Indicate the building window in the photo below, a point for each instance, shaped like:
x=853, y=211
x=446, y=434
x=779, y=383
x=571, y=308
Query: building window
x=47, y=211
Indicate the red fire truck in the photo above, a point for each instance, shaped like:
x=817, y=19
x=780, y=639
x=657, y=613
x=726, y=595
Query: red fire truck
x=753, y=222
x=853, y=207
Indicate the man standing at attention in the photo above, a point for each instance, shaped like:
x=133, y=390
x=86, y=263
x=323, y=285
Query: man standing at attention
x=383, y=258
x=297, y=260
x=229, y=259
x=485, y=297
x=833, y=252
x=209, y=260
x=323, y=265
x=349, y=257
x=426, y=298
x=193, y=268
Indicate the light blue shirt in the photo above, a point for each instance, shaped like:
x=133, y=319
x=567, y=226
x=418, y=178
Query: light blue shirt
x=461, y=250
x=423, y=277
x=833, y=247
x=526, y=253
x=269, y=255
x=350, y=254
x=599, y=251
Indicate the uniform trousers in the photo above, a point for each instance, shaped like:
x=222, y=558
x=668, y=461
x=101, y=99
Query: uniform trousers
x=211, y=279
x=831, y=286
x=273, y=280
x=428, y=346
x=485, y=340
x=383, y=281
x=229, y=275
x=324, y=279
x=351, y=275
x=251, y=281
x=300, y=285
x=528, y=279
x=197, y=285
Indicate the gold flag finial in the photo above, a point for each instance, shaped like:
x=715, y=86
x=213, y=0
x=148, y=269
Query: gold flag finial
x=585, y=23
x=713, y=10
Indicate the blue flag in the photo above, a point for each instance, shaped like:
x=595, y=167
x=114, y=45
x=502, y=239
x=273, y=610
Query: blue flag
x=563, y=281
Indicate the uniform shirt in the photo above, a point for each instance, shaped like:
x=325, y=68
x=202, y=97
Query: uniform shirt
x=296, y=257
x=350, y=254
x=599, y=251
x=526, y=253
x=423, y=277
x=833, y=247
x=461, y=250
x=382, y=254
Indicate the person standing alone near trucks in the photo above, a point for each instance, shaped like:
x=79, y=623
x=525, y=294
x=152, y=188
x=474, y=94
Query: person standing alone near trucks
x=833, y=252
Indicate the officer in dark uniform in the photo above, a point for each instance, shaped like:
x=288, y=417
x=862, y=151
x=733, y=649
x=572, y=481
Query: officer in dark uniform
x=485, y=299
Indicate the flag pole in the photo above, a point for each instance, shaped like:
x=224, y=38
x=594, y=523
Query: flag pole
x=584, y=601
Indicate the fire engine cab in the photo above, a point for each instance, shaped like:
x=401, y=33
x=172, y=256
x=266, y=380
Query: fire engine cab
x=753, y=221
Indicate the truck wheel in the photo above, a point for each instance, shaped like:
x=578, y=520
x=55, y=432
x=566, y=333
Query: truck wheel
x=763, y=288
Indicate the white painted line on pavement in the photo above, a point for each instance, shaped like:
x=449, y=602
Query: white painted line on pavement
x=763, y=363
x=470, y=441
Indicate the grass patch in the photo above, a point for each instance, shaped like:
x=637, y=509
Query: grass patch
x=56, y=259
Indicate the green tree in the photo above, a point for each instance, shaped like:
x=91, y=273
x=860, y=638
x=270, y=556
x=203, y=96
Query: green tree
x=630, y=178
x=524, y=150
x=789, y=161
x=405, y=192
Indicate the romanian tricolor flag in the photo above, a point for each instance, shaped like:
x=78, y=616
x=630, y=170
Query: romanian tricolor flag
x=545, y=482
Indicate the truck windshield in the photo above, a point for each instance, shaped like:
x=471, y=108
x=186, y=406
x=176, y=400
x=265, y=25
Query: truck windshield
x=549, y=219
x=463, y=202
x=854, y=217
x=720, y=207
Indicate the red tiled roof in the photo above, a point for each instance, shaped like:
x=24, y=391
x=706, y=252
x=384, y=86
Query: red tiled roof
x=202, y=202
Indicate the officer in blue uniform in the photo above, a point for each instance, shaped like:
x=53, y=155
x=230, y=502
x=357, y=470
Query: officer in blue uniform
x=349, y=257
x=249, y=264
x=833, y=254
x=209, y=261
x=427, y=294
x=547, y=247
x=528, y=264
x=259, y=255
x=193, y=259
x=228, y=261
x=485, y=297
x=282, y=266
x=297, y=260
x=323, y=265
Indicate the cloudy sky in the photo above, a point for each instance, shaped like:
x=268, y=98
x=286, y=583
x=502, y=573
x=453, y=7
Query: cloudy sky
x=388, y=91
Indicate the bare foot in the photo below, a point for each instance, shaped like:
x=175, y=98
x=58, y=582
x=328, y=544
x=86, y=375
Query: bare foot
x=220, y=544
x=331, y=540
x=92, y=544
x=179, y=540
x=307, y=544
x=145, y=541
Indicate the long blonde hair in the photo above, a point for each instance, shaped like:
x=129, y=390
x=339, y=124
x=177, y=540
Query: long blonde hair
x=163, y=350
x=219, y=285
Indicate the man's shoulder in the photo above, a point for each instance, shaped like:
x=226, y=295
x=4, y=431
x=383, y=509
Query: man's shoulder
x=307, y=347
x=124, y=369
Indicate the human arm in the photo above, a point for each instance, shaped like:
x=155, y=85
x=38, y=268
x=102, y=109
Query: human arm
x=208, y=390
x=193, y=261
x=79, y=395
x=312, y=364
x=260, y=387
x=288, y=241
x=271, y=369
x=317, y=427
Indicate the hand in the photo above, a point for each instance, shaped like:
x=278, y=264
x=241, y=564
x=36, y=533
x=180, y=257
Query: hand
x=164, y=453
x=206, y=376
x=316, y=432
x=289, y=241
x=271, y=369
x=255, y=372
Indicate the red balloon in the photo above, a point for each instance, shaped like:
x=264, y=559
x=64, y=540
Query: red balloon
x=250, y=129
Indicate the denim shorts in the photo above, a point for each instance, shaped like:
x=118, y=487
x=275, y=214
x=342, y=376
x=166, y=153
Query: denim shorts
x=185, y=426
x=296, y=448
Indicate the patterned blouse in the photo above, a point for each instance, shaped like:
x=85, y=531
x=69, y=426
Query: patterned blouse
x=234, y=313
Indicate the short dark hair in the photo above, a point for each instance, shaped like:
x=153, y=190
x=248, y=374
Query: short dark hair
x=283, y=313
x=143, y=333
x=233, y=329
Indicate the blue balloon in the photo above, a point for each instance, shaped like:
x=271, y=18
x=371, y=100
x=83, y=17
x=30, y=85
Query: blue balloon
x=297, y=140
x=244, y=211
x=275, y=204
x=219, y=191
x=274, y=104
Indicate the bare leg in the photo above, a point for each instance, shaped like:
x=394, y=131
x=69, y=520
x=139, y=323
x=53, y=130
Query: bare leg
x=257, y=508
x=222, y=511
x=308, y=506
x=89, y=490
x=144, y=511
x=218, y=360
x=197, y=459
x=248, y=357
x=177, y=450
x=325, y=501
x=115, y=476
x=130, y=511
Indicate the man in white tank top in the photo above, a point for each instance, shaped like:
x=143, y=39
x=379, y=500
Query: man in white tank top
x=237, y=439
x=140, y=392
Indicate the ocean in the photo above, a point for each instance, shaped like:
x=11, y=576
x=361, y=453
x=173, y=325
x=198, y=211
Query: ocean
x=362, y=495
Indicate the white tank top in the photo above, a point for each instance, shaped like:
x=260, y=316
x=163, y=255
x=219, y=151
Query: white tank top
================
* [Exercise details]: Please return the records above exactly as they are written.

* [Problem solution]:
Indicate the building window in the photo below, a point for each instance, shaped like:
x=853, y=211
x=446, y=434
x=779, y=383
x=571, y=308
Query: building window
x=47, y=211
Indicate the red fire truck in the photo above, a point for each instance, shaped like:
x=817, y=19
x=780, y=639
x=657, y=613
x=726, y=595
Query: red fire truck
x=753, y=222
x=853, y=207
Indicate the man standing at attention in the photo above, a point for each instance, shaped like:
x=133, y=390
x=86, y=263
x=323, y=285
Query: man standing at attention
x=383, y=258
x=297, y=260
x=229, y=259
x=485, y=297
x=833, y=252
x=209, y=260
x=323, y=265
x=349, y=257
x=426, y=298
x=193, y=268
Indicate the light blue shirt in the photo above, a point for each instance, shaped like:
x=133, y=319
x=567, y=226
x=418, y=178
Query: light blue shirt
x=461, y=250
x=423, y=277
x=833, y=247
x=526, y=253
x=269, y=255
x=350, y=254
x=599, y=251
Indicate the uniform trousers in the photo above, a point for each instance, shaped like:
x=222, y=558
x=668, y=461
x=101, y=99
Query: uniform trousers
x=211, y=279
x=831, y=286
x=273, y=280
x=428, y=346
x=485, y=340
x=383, y=281
x=229, y=275
x=324, y=279
x=351, y=275
x=251, y=281
x=300, y=285
x=528, y=279
x=197, y=285
Indicate the gold flag finial in the photo above, a point for each instance, shaped like:
x=715, y=86
x=213, y=0
x=148, y=269
Query: gold flag finial
x=585, y=23
x=713, y=10
Indicate the blue flag in the photo above, a point for each instance, shaped like:
x=595, y=167
x=114, y=45
x=502, y=239
x=273, y=610
Query: blue flag
x=563, y=281
Indicate the uniform shirt in the photo above, a point for each instance, shaped like:
x=325, y=68
x=202, y=97
Query: uniform shirt
x=296, y=257
x=350, y=254
x=599, y=251
x=526, y=253
x=423, y=277
x=833, y=247
x=461, y=250
x=382, y=254
Indicate the person standing alone near trucks in the photo above, a point for each instance, shaped like:
x=79, y=623
x=525, y=294
x=152, y=188
x=474, y=94
Query: person standing alone near trucks
x=833, y=252
Indicate the officer in dark uniform in the photo above, a point for each instance, shaped like:
x=288, y=417
x=862, y=151
x=733, y=649
x=572, y=481
Query: officer in dark uniform
x=485, y=299
Indicate the flag pole in the photo above, a point for each instance, shaped like:
x=224, y=38
x=594, y=523
Query: flag pole
x=584, y=601
Indicate the fire engine cab in the photo above, a point for each instance, shaped like:
x=401, y=33
x=172, y=256
x=266, y=380
Query: fire engine cab
x=753, y=221
Indicate the truck wheel in the photo above, a point for each instance, shaped like:
x=578, y=520
x=55, y=432
x=566, y=333
Query: truck wheel
x=763, y=288
Indicate the white painted line on pavement in the photo above, a point for each instance, shaped like:
x=449, y=602
Query: white painted line on pavement
x=763, y=363
x=470, y=441
Indicate the grass patch in the photo above, a point for each instance, shaped like:
x=637, y=509
Query: grass patch
x=56, y=259
Indicate the green tree in the photo above, a point for each instance, shaped like:
x=91, y=273
x=860, y=638
x=270, y=556
x=203, y=96
Query: green tree
x=630, y=178
x=524, y=150
x=789, y=161
x=405, y=192
Indicate the romanian tricolor flag in the photo above, a point for each instance, shaped like:
x=78, y=616
x=630, y=170
Query: romanian tricolor flag
x=545, y=482
Indicate the truck windshield in the photo above, a point for each instance, shaped like:
x=471, y=108
x=186, y=406
x=176, y=400
x=265, y=25
Query: truck windshield
x=549, y=219
x=463, y=202
x=854, y=217
x=720, y=207
Indicate the red tiled roof in the photo above, a point for each instance, shaped like:
x=24, y=391
x=706, y=252
x=384, y=86
Query: red tiled roof
x=202, y=202
Indicate the officer in blue uniform in the photo above, a point for each instance, shaped like:
x=53, y=155
x=230, y=502
x=357, y=470
Query: officer in blue uniform
x=349, y=257
x=249, y=264
x=833, y=254
x=209, y=261
x=427, y=294
x=547, y=247
x=528, y=264
x=259, y=255
x=193, y=259
x=228, y=261
x=485, y=297
x=282, y=266
x=297, y=260
x=323, y=265
Indicate the cloudy sky in the photo above, a point for each instance, shaped like:
x=268, y=98
x=286, y=583
x=502, y=573
x=453, y=7
Query: cloudy sky
x=388, y=91
Indicate the bare foot in the photo below, a point for each instance, shaped like:
x=175, y=98
x=58, y=582
x=328, y=544
x=86, y=375
Query: bare foot
x=220, y=544
x=331, y=540
x=92, y=544
x=179, y=540
x=307, y=544
x=145, y=541
Indicate the long blonde hair in the photo above, a point for each instance, shaped like:
x=129, y=390
x=339, y=124
x=177, y=540
Query: long blonde hair
x=163, y=350
x=219, y=285
Indicate the man's shoulder in the photo above, a point for each instance, shaped like:
x=226, y=295
x=4, y=431
x=383, y=509
Query: man's shoulder
x=307, y=347
x=124, y=369
Indicate the human arm in the photo above, a point for each instance, shaped like:
x=155, y=85
x=38, y=268
x=102, y=109
Query: human arm
x=208, y=390
x=193, y=261
x=79, y=395
x=312, y=364
x=260, y=387
x=288, y=241
x=271, y=369
x=317, y=427
Indicate the hand in the photo above, a point for each instance, shaped like:
x=278, y=264
x=241, y=564
x=36, y=533
x=180, y=257
Query: hand
x=164, y=453
x=206, y=376
x=316, y=432
x=289, y=241
x=271, y=369
x=255, y=372
Indicate the red balloon in the photo above, a point for each instance, shaped like:
x=264, y=559
x=64, y=540
Query: red balloon
x=250, y=129
Indicate the denim shorts in the photo above, a point for each instance, shaped like:
x=118, y=487
x=275, y=214
x=342, y=376
x=166, y=153
Query: denim shorts
x=185, y=426
x=296, y=448
Indicate the patterned blouse in the photo above, a point for each instance, shaped like:
x=85, y=531
x=69, y=426
Query: patterned blouse
x=234, y=313
Indicate the short dark hair in the photo above, a point for each instance, shaped like:
x=153, y=190
x=248, y=374
Query: short dark hair
x=283, y=313
x=143, y=333
x=233, y=329
Indicate the blue balloon in the photo above, a point for each instance, shaped like:
x=271, y=18
x=371, y=100
x=83, y=17
x=30, y=85
Query: blue balloon
x=297, y=140
x=244, y=211
x=275, y=204
x=219, y=191
x=274, y=104
Indicate the bare leg in the photo above, a point for each instance, shaped like:
x=394, y=131
x=69, y=520
x=139, y=323
x=53, y=130
Query: bare leg
x=257, y=508
x=222, y=511
x=308, y=506
x=89, y=490
x=144, y=511
x=218, y=360
x=197, y=459
x=248, y=357
x=177, y=450
x=325, y=501
x=115, y=476
x=130, y=511
Indicate the man in white tank top in the photo above, a point for each instance, shaped like:
x=143, y=39
x=379, y=500
Query: man in white tank top
x=237, y=439
x=140, y=392
Indicate the ocean in the photo above, a point for each instance, shaped like:
x=11, y=576
x=361, y=453
x=173, y=325
x=198, y=211
Query: ocean
x=362, y=495
Indicate the white tank top in the photo above, a point for each instance, shaped like:
x=260, y=316
x=163, y=255
x=219, y=151
Query: white tank top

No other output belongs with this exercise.